◆ Directive 1
In the forum thread on matching camera angles, please translate this sentence into Spanish: "For the navigation we want to present them in a grid."
◆ Directive 2
According to the forum thread on matching camera angles, what focal length is used for every photo?
◆ Directive 3
Write the next part of the forum thread on matching camera angles, starting after its last sentence.

# Matching angles



## Marten (Oct 13, 2015)

Hi guys,

Recently I started working at a company where I have to do some product-photography. Although I have a little experience in lighting an object and know my around cameras, I am currently facing this problem:

We need to shoot all our machines for our new website. For the navigation we want to present them in a grid. And for that it is important that they are all photographed in the exact same angle and height. The problem is that the very from about 50cm up to 200cm. Besides that, I have to build a set around every machine because they way up to 800kg. Placing backgrounds and positioning lights isn't a big issue, but putting my camera on the exact right spot is. For every photo we use a focal length of 70mm and an angle of aprox. 45 degrees away of the front of the machine.

Is there any easy, less time consuming way to match these angles? Help is very much appreciated. Because English isn't my native language I can imagine my question isn't very clear. Please ask me if you need any more information.

Regards,

Marten


----------



## Designer (Oct 13, 2015)

I have no idea of what kind of machines these are, so my idea may not work for you.

Do the machines have something like a common structure, like the frame is similar?  If you can select the same points on all the machines, and temporarily attach a string to those points, then gather them toward the camera position, and where the strings meet, place the lens at that point.  Envision something like the ribs of an umbrella, with only three ribs or strings meeting at one unified point in space.  Use the same strings at the same length for all of the machines.  Have someone hold the strings at the point in space where you must position the lens.


----------



## Marten (Oct 13, 2015)

Hi Designer,

Thank you for your reply. Our machines kind of look the same. They are basically all shaped like a *C *(where the *C shape* is the* left angle*). We also made a cardboard plate with a 90° line on it and a laserpointer to pinpoint the exact position op the tripod.

◆ Stored data
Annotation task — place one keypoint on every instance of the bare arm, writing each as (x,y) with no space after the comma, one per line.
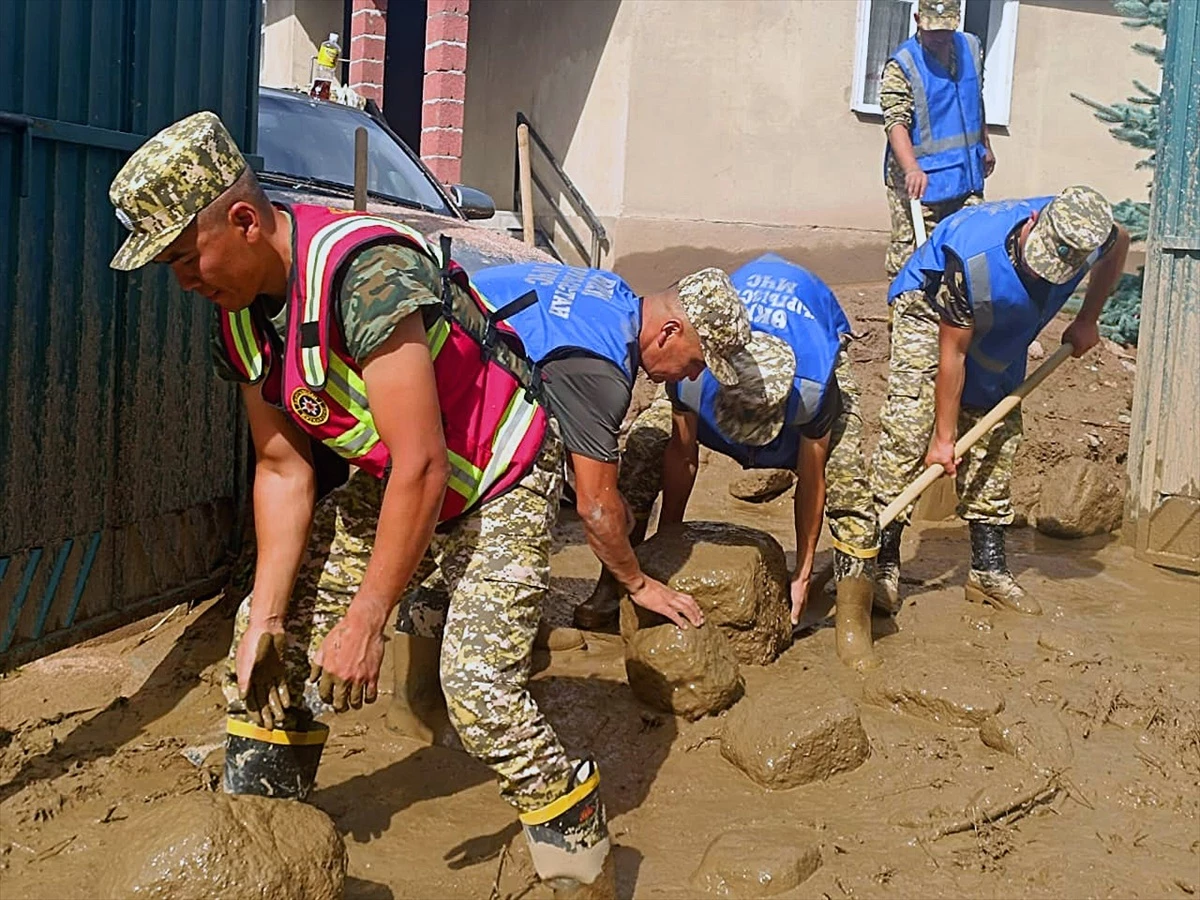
(809,509)
(1084,333)
(679,463)
(603,510)
(953,343)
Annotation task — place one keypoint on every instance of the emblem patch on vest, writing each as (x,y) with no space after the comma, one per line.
(310,407)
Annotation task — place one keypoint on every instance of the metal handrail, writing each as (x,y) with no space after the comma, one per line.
(599,235)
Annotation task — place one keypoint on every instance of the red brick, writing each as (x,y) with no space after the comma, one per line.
(445,85)
(436,6)
(442,142)
(445,58)
(447,27)
(367,70)
(442,114)
(367,23)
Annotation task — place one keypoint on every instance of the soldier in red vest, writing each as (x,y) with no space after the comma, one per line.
(348,329)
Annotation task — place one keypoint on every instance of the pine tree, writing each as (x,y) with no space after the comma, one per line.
(1134,123)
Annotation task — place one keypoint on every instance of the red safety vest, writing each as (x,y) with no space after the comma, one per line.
(493,425)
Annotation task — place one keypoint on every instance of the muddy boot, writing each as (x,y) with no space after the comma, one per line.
(990,581)
(569,840)
(603,607)
(852,618)
(418,707)
(887,575)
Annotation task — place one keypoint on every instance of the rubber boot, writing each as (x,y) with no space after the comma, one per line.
(569,840)
(852,618)
(990,581)
(887,575)
(418,707)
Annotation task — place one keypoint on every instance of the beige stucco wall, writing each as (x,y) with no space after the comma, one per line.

◆ Result 1
Para la navegación queremos presentarlas en una cuadrícula.

◆ Result 2
A focal length of 70mm.

◆ Result 3
But as you can imagine, since our machines vary a lot in height, it's impossible to use the same distance every time. If we could use the same distance and height it wouldn't be much of a problem. But a 200cm machine in frame would mean a very tiny 30cm high machine if we used the same distance and height every time (with matching focal point).

Our goal basically is to be able to position all the machines in line, regardless their real size.


----------



## Designer (Oct 13, 2015)

You can simply crop the image (something like zooming closer) of the smaller machines until the apparent image size is the same as the larger machines.


----------



## Marten (Oct 13, 2015)

That would mean a dramatical decrease in quality. And since we need to use the sample photos for print that would become a problem I think.


----------



## photospherix (Nov 11, 2015)

Just a thought, dont ever move the camera, leave the tripod where it is and raise the height of the item into the center of the frame. Think jackable table. We had these years ago that were made from the base of a barbers chair. Now mechanics have them to work on atvs and motorbikes. This way the angle stays the same and you can still be full frame in the camera, and the camera doesn't move.


----------



## The_Traveler (Nov 11, 2015)

Marten said:


> That would mean a dramatical decrease in quality. And since we need to use the sample photos for print that would become a problem I think.



Depending on the size of the eventual desired print and the pixel dimensions of the sensor, the cropping may not affect the quality of the print.
If you can crop but still mantain a image size of 250-300 pixels/inch for the print, the print will be fine.

e.g. my sony A7 has a sensor that is 6000 x 4000.  I can crop fully half the length and width and still end up with a 10" x ~6.67" size print.


----------



## KmH (Nov 11, 2015)

Use math to determine the field of view of your lens.
You then use trigonometry to determine how high and at what angle to the machine your camera needs to be so each machine is photographed with the same perspective (match angles).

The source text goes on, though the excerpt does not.